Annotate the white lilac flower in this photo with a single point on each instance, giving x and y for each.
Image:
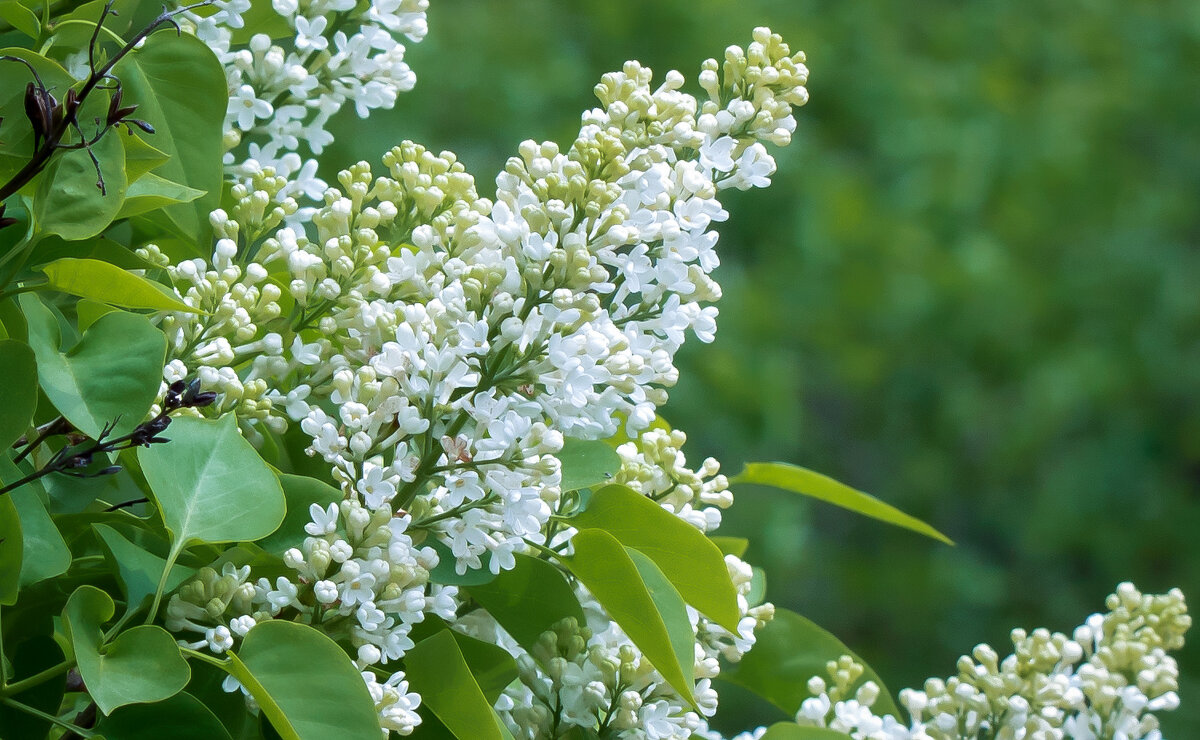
(438, 346)
(1105, 680)
(283, 90)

━━━━━━━━━━━━━━━━━━━━

# BRIEF
Pictures aside, the material must be written out word for word.

# RESULT FOR THIS TASK
Annotate the white lilac flower in this photo with a single point on each instance, giving x and y for each.
Image:
(438, 346)
(1105, 680)
(283, 90)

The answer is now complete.